§ **ABOUT THIS EXERCISE**
Lines from the one containing "If you would be willing to indicate the jeans" through the end of the entries below: set them down exactly, both ends included, with nothing added.

(Saved entries)
===============
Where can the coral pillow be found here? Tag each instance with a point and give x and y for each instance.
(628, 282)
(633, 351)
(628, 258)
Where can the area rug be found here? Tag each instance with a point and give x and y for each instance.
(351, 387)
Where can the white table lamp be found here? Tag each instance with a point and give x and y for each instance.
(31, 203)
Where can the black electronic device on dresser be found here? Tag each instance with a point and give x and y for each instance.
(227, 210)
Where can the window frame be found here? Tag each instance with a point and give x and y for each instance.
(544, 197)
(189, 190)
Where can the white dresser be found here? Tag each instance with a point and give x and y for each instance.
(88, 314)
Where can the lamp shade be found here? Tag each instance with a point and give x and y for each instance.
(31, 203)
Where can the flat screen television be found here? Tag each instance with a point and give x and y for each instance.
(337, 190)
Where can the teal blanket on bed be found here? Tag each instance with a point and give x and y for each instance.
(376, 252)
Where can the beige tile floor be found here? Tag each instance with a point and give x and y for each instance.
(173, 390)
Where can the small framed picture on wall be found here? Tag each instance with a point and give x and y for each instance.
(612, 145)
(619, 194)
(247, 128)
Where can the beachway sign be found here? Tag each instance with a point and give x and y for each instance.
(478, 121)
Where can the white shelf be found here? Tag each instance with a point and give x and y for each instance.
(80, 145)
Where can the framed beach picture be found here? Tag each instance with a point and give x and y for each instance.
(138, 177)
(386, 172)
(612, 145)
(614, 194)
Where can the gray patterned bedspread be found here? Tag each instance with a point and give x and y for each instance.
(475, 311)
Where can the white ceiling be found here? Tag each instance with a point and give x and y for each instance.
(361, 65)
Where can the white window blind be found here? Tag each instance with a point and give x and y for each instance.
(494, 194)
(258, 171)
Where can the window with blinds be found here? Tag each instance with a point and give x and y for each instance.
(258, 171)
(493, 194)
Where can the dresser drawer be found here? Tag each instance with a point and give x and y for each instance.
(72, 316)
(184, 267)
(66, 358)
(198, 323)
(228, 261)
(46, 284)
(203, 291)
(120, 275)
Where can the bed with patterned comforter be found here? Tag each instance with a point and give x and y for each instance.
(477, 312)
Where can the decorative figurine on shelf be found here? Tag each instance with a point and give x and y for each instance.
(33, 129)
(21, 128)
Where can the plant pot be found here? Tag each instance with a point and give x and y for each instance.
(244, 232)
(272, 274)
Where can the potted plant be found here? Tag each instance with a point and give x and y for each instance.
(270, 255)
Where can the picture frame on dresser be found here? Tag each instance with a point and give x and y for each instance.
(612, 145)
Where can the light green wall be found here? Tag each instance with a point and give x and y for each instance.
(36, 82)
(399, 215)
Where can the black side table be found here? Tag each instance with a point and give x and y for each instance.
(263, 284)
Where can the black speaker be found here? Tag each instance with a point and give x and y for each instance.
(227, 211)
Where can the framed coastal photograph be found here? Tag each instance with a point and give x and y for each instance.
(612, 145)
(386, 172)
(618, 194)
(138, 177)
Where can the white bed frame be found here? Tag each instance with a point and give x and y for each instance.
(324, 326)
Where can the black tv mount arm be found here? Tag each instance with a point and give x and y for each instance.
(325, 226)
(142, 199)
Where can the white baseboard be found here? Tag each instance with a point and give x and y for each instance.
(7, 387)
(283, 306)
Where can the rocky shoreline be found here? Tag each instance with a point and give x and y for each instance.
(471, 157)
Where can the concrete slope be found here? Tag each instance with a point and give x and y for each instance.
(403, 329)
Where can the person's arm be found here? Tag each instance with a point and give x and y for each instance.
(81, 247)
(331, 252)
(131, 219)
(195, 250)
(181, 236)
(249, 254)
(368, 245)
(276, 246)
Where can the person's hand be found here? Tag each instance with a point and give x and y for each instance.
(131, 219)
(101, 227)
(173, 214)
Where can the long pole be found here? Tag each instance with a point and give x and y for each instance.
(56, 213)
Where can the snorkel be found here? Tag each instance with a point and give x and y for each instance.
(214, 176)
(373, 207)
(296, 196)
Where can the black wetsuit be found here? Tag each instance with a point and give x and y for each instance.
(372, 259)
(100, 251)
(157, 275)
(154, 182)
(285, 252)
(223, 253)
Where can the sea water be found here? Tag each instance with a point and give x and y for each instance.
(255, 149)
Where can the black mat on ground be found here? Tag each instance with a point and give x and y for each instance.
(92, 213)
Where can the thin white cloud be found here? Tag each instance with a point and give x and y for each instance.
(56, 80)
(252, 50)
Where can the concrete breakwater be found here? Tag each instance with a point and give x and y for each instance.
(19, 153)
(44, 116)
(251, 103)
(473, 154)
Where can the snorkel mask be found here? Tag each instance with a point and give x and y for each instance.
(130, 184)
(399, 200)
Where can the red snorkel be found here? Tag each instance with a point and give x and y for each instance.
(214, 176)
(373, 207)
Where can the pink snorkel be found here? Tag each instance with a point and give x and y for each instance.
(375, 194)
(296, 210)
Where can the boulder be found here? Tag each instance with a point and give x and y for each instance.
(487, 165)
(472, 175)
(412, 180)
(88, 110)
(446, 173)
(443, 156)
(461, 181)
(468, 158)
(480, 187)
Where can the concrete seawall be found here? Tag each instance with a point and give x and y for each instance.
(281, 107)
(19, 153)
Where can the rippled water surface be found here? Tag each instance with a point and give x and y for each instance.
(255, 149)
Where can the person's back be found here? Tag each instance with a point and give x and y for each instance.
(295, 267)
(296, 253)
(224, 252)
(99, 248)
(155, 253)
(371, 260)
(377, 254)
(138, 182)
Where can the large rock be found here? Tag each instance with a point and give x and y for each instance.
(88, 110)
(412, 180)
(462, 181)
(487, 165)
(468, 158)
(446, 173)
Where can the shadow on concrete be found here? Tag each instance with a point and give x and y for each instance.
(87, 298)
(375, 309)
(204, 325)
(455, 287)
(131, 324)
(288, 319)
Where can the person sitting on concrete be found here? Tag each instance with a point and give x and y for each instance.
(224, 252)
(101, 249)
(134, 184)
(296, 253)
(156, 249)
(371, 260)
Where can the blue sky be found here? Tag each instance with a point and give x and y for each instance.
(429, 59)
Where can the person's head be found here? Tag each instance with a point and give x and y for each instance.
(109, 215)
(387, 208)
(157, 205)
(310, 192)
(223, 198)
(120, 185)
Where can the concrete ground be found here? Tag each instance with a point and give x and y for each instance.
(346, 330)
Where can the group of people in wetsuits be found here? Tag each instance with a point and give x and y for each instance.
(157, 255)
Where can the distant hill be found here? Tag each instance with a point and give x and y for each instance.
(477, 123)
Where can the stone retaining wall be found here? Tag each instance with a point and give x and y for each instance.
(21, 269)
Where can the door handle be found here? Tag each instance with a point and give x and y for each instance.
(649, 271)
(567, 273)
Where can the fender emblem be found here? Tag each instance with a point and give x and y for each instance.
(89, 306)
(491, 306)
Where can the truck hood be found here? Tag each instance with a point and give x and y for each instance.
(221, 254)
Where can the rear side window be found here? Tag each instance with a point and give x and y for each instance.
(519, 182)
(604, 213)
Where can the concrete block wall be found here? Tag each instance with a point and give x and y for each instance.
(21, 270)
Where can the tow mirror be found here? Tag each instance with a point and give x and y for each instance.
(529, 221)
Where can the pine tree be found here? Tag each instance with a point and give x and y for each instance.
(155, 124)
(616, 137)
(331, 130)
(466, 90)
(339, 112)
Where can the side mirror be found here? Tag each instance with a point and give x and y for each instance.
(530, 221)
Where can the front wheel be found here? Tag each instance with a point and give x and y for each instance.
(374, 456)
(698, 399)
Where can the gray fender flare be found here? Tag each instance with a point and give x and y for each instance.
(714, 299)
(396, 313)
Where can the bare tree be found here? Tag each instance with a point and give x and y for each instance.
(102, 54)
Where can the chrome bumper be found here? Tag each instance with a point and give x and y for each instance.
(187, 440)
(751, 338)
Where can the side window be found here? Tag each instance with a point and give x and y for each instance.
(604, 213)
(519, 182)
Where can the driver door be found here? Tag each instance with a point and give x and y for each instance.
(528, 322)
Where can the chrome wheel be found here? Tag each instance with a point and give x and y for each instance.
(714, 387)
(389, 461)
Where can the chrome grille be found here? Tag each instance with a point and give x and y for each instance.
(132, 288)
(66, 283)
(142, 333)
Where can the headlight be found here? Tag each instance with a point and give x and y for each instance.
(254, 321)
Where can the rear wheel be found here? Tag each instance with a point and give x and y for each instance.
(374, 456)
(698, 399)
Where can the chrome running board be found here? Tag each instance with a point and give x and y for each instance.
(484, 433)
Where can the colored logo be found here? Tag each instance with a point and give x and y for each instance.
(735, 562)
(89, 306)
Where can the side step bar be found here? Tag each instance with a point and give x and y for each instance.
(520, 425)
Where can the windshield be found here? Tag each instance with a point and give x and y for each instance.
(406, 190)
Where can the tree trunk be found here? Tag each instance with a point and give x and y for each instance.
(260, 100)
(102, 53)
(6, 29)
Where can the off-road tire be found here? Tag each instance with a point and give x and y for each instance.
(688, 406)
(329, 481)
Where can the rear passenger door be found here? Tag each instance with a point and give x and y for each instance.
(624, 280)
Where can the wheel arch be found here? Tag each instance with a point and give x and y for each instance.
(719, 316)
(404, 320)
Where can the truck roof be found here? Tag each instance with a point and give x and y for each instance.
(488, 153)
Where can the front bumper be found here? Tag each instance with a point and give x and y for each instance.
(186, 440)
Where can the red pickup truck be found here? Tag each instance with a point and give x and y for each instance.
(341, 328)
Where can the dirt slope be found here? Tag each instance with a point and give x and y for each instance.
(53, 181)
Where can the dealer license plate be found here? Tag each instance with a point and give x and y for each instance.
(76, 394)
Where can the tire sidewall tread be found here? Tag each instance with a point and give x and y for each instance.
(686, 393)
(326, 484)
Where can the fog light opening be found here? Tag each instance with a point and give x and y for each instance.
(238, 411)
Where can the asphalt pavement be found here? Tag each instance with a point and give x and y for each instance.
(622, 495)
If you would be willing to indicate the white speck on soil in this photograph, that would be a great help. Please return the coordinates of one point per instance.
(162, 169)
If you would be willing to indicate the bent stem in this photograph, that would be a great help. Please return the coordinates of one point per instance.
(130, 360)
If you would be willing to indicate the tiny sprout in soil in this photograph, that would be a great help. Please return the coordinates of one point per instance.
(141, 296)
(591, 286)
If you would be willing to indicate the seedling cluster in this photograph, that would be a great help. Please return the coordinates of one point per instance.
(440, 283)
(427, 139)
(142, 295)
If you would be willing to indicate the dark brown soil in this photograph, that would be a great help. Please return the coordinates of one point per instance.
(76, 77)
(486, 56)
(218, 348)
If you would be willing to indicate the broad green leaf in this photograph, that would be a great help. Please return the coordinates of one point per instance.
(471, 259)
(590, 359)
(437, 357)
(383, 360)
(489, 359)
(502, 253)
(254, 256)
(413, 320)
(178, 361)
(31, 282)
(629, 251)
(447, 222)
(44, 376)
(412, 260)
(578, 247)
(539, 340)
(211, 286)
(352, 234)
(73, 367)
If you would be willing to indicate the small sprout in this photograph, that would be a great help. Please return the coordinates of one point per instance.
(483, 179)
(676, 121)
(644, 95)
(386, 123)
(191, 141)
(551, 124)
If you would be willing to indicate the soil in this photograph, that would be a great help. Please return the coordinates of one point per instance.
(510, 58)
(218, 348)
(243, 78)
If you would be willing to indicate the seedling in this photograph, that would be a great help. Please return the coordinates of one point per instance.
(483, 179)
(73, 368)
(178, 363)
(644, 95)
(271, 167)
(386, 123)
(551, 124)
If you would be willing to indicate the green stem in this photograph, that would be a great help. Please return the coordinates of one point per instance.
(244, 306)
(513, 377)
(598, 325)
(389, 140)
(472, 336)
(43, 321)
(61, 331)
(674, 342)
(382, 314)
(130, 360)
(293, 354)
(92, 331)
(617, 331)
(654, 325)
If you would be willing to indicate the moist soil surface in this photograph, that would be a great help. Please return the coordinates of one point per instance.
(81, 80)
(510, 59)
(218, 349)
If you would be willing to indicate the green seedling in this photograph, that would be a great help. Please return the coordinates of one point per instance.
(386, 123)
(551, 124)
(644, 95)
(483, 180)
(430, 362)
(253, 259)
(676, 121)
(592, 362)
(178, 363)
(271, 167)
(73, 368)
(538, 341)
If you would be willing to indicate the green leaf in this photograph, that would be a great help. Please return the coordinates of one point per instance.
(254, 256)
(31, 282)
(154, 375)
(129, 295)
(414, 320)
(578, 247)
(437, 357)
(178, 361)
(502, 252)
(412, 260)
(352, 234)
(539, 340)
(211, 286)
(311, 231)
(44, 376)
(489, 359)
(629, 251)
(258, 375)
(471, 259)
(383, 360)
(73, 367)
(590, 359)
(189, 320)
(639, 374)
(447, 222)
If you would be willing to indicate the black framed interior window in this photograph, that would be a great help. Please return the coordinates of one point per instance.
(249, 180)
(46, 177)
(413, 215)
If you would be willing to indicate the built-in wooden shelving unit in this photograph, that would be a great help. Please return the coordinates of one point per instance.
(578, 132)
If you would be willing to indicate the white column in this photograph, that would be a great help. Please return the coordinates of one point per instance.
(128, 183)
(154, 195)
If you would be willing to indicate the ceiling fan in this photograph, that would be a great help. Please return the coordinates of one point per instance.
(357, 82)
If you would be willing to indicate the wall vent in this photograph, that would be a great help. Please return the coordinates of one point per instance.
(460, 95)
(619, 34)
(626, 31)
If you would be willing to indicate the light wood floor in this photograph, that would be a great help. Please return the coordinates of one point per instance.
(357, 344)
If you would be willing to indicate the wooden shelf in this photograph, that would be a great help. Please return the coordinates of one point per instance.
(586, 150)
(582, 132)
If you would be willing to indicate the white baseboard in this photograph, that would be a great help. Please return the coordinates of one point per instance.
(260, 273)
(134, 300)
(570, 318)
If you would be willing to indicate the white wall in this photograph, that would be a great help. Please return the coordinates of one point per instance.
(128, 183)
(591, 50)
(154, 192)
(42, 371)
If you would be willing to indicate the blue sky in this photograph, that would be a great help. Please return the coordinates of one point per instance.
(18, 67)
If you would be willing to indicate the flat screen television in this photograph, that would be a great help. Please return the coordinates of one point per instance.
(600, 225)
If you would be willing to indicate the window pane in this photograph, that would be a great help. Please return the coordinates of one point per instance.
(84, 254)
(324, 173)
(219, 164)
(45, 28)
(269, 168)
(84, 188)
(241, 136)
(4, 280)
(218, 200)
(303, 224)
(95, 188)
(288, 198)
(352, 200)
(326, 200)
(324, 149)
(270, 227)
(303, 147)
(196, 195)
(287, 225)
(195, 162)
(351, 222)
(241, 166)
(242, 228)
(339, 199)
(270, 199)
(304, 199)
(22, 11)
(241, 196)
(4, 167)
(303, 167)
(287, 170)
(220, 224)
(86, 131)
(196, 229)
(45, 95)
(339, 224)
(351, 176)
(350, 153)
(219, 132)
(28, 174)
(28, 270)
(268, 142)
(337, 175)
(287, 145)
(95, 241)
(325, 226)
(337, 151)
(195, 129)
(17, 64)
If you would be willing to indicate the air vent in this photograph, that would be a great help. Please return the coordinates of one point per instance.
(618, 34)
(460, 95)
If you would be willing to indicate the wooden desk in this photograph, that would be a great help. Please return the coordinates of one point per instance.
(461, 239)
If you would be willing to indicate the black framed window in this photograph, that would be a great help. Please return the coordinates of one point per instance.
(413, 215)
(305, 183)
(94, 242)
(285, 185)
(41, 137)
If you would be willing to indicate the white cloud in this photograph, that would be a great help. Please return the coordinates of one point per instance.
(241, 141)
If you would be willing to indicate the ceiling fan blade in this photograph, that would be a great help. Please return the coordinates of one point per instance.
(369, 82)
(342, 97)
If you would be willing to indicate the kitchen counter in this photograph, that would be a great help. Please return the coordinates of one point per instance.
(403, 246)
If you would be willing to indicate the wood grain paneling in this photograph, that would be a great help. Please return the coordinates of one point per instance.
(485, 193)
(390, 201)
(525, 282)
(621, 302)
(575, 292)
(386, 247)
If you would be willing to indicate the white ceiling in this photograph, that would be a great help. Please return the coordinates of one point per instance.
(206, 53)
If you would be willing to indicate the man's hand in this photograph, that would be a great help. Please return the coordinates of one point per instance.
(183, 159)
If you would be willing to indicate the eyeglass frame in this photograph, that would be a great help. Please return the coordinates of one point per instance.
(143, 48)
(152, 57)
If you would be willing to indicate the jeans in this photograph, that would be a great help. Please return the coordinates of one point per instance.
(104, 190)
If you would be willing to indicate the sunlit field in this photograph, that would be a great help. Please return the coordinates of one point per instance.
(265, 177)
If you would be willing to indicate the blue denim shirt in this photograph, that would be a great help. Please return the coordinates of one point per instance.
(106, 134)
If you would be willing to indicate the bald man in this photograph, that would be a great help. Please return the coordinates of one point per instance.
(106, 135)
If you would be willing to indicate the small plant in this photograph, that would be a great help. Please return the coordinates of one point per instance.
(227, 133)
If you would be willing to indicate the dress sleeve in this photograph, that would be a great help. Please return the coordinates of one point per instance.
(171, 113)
===============
§ **RESULT BELOW**
If you would be willing to indicate the jeans in this photograph, that would be a great help. Please return the coordinates of one point per instance.
(104, 190)
If you would be willing to indicate the sunlit field in this photograph, that would be a great help. Please return the coordinates of one point per instance.
(265, 177)
If you would be willing to indicate the blue denim shirt in this photograph, that would be a great help. Please return the coordinates of one point per instance.
(106, 134)
If you would be willing to indicate the bald man in this photograph, that would be a great help. Please return the coordinates of one point per instance.
(106, 135)
If you would be willing to indicate the small plant in this photograph, that would be a great help. Please return the coordinates of one point per instance.
(227, 133)
If you would be willing to indicate the dress sleeve in this photograph, that would be a great help. Please return the coordinates of one point per instance.
(171, 113)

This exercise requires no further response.